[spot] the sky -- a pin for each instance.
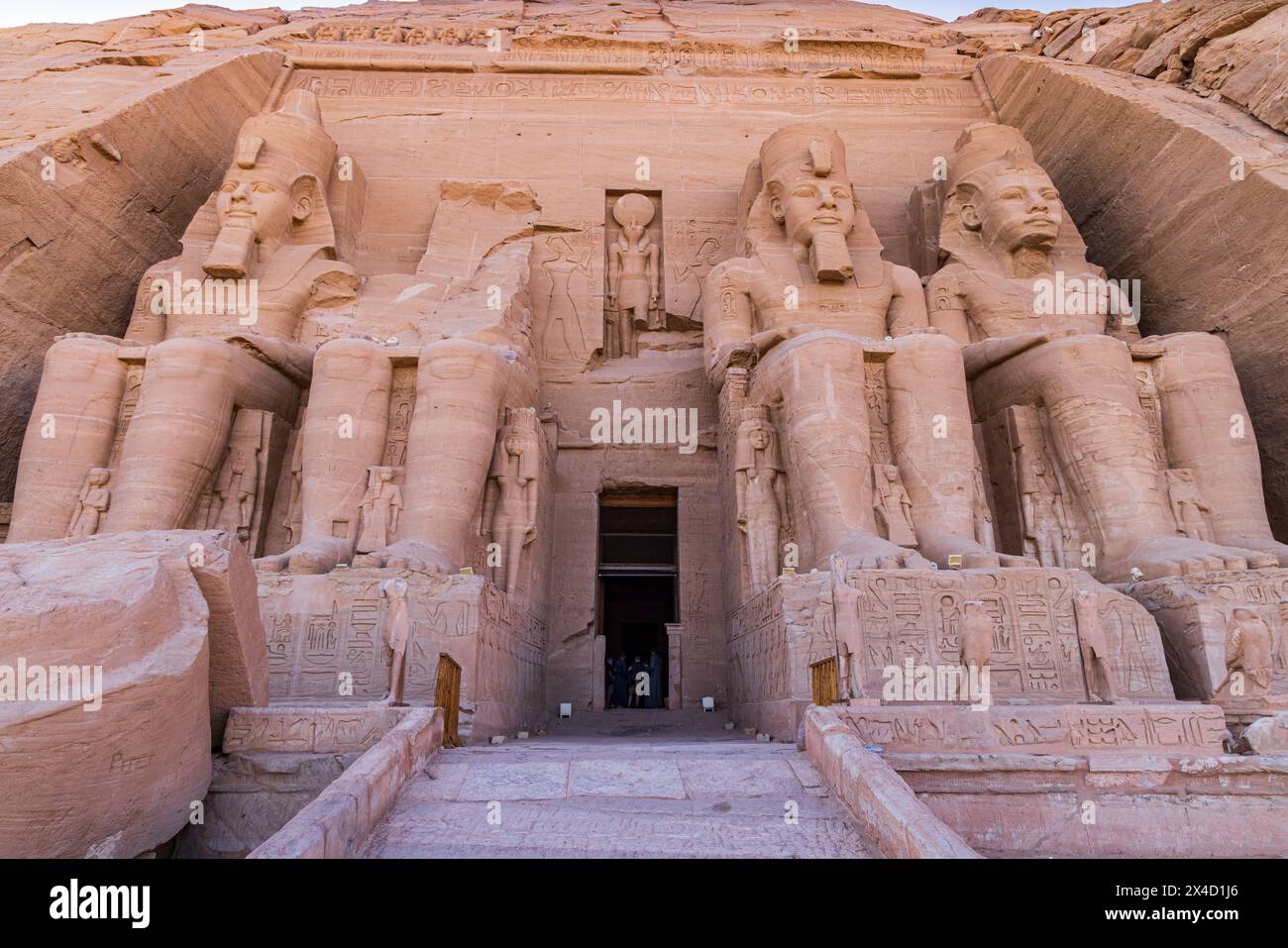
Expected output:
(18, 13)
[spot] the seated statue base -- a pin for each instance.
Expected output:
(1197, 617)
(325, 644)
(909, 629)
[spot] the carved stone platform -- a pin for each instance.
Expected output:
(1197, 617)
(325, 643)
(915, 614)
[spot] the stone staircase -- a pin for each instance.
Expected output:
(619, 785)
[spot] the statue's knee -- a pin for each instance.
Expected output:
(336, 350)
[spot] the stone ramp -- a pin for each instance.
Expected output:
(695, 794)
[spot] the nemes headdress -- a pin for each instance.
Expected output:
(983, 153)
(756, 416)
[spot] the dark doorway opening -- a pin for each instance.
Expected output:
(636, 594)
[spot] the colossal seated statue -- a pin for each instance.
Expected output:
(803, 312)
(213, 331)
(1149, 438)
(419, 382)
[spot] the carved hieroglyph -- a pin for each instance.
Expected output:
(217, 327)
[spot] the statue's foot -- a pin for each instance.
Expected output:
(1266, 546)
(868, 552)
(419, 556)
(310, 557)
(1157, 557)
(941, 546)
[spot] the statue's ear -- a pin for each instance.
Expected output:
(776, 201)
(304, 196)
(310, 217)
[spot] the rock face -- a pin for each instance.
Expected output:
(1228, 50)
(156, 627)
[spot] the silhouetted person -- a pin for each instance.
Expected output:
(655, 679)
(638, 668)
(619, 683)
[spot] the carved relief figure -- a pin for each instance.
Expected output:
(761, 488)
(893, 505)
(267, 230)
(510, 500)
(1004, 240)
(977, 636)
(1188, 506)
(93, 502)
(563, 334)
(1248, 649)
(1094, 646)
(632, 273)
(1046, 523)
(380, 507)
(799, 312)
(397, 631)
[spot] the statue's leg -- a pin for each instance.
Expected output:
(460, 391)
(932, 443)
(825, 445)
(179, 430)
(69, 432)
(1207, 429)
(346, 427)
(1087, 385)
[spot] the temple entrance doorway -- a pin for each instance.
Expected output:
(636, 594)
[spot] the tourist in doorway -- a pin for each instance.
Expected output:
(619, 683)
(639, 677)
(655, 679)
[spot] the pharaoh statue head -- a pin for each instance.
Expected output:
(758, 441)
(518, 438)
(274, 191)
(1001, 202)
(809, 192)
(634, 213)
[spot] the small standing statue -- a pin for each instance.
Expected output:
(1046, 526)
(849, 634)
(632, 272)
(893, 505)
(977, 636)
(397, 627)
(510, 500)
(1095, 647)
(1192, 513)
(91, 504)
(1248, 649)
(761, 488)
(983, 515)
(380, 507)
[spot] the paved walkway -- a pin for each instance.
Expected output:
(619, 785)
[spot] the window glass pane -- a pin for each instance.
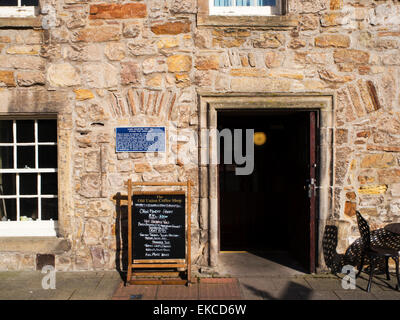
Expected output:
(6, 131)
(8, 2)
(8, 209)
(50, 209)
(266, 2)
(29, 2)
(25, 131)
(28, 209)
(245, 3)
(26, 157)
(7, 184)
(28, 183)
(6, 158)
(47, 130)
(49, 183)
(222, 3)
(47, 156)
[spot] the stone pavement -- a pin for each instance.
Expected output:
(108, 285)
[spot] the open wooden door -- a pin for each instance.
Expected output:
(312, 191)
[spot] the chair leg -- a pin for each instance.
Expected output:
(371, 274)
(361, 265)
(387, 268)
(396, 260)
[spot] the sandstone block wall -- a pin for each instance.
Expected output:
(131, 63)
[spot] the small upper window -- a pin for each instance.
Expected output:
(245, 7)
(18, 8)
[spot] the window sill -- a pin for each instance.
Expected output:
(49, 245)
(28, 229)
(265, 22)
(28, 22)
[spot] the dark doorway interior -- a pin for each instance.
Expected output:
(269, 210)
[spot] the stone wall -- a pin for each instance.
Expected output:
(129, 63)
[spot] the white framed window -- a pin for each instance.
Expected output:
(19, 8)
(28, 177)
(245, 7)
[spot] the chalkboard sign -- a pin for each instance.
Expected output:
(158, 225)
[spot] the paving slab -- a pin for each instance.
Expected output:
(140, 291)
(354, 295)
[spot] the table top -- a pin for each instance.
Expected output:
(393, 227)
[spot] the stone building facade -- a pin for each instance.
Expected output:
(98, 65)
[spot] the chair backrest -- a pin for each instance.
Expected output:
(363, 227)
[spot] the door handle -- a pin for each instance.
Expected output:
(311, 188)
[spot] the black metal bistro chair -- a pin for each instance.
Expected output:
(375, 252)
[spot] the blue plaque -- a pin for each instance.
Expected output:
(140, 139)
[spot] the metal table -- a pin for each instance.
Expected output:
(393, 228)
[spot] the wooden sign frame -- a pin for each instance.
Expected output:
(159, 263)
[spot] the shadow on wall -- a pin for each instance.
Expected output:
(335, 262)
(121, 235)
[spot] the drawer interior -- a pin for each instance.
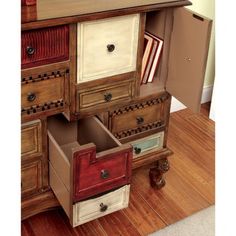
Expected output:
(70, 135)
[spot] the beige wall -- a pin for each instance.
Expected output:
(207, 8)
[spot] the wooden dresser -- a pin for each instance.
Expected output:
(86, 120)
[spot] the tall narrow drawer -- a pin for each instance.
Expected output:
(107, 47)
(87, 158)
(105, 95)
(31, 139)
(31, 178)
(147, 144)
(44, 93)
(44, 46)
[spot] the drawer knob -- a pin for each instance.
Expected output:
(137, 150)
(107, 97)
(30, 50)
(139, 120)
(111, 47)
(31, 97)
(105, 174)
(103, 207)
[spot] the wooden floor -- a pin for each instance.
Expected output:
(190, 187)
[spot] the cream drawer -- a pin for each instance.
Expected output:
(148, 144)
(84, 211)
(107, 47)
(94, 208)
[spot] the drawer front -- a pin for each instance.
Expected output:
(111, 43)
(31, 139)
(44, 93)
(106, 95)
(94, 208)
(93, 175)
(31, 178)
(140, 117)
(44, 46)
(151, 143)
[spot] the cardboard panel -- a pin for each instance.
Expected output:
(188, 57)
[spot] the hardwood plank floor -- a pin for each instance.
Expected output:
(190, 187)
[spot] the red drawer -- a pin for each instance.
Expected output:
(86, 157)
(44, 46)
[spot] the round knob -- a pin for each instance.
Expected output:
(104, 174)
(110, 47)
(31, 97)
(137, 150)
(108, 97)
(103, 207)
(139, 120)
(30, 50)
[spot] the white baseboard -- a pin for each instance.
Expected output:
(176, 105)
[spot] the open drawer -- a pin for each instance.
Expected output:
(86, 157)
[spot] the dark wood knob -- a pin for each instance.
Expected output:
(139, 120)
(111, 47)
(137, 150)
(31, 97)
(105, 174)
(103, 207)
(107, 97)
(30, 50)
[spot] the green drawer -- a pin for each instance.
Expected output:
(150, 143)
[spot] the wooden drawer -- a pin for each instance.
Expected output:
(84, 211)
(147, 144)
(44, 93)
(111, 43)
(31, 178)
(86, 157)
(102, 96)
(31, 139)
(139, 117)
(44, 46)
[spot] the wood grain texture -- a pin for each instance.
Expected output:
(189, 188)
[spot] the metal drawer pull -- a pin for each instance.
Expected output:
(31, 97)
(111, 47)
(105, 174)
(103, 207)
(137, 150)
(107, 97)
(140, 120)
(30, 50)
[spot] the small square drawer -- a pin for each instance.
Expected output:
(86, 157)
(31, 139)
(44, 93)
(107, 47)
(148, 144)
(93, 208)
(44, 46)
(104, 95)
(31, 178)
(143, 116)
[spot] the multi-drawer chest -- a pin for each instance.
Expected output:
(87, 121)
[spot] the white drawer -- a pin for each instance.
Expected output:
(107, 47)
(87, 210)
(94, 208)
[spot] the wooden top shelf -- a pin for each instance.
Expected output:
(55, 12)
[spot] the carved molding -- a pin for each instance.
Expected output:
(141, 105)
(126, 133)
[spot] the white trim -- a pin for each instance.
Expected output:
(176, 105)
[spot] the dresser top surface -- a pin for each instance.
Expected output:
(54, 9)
..........
[Required work] From the entries above, tally every line holding the string "chair". Give only the count.

[Answer for this exercise] 3